Excerpted passage
————————
The overlong fourth offering in the latter saga, Transformers: Age of Extinction, bears these hallmarks as well as the same outcome. Contrary to the wishes of many, this isn’t the killer blow to end the mechanical invaders’ stranglehold over cinemas – but nor is it the changed direction that Bay, screenwriter Ehren Kruger and intellectual property owner Hasbro hope for. Instead, a strange amalgam eventuates, both familiar in its faults and trying to evoke difference. Recurrent concerns remain, including dismal dialogue, little character depth and illogical plot developments, all as pronounced as ever. Efforts to address past ills are also evident, seen in a focus on family over romance, scaling back some combat to one-on-one displays, and adding other elements – most notably Dinobots, chases through Beijing and a culmination in Hong Kong – into the mix.
————————
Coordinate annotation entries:
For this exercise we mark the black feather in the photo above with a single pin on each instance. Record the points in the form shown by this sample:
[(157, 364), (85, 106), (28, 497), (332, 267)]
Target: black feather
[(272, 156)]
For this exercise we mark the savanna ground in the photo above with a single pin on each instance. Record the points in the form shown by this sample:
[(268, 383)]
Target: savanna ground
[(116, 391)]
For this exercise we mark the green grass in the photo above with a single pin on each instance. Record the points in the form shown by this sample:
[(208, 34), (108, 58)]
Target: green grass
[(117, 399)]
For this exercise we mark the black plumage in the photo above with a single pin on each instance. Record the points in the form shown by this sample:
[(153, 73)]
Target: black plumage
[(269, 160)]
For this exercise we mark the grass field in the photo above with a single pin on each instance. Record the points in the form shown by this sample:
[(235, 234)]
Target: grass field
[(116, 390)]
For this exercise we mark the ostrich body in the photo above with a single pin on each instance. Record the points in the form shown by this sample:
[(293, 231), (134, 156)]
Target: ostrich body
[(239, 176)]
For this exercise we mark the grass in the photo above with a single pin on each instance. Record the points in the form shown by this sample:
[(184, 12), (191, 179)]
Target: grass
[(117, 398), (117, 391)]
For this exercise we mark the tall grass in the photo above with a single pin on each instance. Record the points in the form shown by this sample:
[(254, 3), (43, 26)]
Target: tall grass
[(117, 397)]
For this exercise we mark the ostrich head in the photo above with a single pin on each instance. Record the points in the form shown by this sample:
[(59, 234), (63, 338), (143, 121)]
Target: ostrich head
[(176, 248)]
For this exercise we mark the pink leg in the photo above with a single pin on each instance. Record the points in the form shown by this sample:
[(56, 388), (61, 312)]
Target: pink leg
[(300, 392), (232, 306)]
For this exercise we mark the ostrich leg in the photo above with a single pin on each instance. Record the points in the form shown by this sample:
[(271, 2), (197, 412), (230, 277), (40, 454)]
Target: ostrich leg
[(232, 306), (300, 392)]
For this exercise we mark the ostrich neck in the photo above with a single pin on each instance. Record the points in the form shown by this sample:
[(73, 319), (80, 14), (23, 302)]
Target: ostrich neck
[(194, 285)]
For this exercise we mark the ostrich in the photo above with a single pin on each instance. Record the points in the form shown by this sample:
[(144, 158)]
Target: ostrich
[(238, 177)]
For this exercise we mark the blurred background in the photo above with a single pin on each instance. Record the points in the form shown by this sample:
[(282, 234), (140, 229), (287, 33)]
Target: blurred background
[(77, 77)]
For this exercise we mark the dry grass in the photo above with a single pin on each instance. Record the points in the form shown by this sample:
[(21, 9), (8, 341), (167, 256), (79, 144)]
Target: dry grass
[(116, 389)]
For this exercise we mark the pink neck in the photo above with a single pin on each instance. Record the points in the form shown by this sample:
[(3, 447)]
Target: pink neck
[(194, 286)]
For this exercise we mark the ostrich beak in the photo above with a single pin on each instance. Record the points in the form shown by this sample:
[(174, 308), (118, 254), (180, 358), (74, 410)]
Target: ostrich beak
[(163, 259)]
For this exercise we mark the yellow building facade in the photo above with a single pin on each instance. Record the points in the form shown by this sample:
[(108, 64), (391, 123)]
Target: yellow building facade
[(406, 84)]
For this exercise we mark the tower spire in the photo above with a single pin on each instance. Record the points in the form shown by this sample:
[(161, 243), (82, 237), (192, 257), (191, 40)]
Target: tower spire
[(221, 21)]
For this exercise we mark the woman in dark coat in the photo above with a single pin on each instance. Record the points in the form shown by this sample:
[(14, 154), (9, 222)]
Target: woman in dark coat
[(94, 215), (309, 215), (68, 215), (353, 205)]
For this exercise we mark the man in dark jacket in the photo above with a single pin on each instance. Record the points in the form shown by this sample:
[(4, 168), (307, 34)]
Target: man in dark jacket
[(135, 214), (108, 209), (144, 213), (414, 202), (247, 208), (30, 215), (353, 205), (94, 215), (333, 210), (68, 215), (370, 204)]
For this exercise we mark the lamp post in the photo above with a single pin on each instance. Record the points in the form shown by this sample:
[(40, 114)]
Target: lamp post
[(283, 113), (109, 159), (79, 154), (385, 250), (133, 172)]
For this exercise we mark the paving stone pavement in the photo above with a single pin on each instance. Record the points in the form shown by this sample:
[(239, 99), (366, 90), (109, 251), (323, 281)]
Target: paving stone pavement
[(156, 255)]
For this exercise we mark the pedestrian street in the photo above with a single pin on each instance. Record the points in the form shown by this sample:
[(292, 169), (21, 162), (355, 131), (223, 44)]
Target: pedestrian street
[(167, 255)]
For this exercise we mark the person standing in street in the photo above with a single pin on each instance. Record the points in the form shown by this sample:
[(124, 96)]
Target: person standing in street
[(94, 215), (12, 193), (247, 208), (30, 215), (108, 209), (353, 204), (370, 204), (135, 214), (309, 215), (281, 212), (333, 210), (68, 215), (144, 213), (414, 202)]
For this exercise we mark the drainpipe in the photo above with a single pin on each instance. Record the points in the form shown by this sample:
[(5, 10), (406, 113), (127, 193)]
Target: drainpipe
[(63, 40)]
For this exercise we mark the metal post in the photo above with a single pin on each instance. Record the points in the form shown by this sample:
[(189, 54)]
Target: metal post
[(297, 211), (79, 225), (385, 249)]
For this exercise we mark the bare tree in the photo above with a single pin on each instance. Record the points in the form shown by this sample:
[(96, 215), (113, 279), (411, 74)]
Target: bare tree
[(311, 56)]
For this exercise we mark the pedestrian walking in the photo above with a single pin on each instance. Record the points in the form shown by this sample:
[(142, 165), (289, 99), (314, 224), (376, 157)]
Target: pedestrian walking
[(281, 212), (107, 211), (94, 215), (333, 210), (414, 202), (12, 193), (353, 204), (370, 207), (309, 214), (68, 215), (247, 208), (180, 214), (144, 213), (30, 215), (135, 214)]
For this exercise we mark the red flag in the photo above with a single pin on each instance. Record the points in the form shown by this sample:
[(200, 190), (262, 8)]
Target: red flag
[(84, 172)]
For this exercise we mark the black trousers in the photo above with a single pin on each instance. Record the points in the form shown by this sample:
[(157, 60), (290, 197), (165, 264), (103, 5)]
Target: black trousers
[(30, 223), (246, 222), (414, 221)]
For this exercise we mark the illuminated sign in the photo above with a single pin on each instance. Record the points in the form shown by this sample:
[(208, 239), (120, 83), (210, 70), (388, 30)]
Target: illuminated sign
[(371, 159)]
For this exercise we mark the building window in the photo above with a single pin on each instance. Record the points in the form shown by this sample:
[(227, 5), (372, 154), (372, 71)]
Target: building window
————————
From the review excerpt above, reproduce everything from "The overlong fourth" down to "into the mix.".

The overlong fourth offering in the latter saga, Transformers: Age of Extinction, bears these hallmarks as well as the same outcome. Contrary to the wishes of many, this isn’t the killer blow to end the mechanical invaders’ stranglehold over cinemas – but nor is it the changed direction that Bay, screenwriter Ehren Kruger and intellectual property owner Hasbro hope for. Instead, a strange amalgam eventuates, both familiar in its faults and trying to evoke difference. Recurrent concerns remain, including dismal dialogue, little character depth and illogical plot developments, all as pronounced as ever. Efforts to address past ills are also evident, seen in a focus on family over romance, scaling back some combat to one-on-one displays, and adding other elements – most notably Dinobots, chases through Beijing and a culmination in Hong Kong – into the mix.